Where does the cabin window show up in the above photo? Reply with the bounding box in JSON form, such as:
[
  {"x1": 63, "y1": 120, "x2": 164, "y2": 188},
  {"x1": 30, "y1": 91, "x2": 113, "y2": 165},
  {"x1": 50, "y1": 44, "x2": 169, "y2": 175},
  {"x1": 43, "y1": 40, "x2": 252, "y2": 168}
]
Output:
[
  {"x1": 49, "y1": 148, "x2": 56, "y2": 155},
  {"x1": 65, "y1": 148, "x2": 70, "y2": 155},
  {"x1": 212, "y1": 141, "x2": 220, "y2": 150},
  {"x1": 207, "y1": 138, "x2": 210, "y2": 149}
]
————————
Nothing in the entries may be left out; each line is to be output exactly.

EXPECTED ANSWER:
Where does the cabin window show up in the above photo? Reply with the bounding box in JSON form, such as:
[
  {"x1": 63, "y1": 120, "x2": 164, "y2": 188},
  {"x1": 30, "y1": 91, "x2": 113, "y2": 165},
  {"x1": 50, "y1": 44, "x2": 169, "y2": 175},
  {"x1": 43, "y1": 40, "x2": 252, "y2": 168}
]
Output:
[
  {"x1": 49, "y1": 148, "x2": 56, "y2": 155},
  {"x1": 65, "y1": 148, "x2": 70, "y2": 155},
  {"x1": 212, "y1": 141, "x2": 220, "y2": 150},
  {"x1": 207, "y1": 138, "x2": 210, "y2": 149}
]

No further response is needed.